* DATA RECORDS *

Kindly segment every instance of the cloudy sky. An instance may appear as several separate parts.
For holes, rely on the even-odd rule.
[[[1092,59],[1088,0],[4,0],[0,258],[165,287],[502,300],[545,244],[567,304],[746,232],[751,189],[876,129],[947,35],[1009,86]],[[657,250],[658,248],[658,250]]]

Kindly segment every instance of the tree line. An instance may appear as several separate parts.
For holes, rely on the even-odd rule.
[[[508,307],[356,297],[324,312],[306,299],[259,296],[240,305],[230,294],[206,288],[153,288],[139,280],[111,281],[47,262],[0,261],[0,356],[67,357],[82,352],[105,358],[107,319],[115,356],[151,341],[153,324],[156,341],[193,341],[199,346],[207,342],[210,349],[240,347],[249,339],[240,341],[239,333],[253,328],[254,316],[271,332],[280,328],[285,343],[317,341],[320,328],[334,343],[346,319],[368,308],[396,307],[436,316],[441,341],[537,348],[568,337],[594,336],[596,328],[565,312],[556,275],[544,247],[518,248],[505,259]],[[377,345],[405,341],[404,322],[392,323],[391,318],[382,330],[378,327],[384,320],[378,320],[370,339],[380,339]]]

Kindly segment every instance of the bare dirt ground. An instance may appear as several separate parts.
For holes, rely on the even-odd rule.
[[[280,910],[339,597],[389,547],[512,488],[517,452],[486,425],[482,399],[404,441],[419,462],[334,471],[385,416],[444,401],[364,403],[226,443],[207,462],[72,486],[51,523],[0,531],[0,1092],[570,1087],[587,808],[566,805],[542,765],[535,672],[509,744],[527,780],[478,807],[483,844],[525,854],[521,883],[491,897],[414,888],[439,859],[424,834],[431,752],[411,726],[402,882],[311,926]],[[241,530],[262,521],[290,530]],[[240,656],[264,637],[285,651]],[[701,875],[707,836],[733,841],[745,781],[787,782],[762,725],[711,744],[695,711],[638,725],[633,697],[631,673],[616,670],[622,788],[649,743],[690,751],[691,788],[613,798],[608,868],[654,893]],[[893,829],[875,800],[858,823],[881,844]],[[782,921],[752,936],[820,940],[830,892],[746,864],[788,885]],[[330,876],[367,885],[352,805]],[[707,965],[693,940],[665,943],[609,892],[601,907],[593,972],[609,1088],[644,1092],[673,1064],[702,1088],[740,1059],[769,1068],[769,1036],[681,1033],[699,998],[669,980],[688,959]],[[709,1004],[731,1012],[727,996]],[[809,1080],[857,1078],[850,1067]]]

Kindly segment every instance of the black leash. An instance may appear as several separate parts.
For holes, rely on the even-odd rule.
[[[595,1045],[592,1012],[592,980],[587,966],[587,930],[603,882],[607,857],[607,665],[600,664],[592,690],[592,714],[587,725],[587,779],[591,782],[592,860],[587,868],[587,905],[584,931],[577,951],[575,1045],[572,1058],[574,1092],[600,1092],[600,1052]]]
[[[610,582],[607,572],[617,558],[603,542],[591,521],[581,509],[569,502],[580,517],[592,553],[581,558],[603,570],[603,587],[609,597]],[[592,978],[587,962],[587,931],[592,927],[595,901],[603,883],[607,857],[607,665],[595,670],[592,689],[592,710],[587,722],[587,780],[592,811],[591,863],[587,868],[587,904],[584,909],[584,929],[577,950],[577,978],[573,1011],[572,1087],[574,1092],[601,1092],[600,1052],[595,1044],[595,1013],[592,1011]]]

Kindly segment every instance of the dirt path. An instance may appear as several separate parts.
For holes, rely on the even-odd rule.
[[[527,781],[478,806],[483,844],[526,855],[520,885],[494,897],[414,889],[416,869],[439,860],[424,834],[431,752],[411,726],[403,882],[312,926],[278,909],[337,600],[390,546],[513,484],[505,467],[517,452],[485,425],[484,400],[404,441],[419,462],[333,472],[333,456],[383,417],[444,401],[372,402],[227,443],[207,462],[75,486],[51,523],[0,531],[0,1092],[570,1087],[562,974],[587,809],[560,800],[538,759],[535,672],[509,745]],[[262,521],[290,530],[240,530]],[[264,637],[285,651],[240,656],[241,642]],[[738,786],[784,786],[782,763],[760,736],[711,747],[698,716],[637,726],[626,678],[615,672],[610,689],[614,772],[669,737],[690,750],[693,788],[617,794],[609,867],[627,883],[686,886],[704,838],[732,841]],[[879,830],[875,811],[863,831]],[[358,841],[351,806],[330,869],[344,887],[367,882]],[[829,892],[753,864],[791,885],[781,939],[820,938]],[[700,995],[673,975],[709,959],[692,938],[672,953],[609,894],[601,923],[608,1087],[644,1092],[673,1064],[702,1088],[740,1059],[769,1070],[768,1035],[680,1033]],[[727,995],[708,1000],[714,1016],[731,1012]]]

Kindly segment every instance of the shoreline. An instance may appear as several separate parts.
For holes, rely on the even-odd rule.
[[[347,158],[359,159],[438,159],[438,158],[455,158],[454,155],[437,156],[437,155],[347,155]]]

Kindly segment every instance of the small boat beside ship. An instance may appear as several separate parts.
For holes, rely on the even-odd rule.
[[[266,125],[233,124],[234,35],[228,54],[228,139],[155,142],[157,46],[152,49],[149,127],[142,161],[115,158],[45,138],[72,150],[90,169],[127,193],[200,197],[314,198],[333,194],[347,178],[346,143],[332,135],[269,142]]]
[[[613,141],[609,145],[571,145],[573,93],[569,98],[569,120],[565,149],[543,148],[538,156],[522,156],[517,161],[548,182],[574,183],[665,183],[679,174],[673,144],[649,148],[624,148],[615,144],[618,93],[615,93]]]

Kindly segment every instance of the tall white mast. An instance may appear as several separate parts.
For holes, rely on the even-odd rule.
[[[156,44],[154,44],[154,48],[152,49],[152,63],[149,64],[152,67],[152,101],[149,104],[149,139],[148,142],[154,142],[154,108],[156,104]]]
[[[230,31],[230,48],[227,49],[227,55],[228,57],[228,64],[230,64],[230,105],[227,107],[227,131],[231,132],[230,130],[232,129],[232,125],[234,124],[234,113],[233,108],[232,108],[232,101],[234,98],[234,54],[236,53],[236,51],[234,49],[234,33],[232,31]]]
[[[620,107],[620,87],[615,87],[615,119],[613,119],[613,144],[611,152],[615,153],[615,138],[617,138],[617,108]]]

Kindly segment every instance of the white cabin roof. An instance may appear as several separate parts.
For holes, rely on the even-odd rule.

* EXERCISE DESCRIPTION *
List every line from the items above that contains the string "dirt".

* FINISHED ANSWER *
Kindly segment every instance of the bare dirt ground. An instance may appear as several separate parts.
Kindly segment every instance of the dirt path. An instance may appear as several separate parts.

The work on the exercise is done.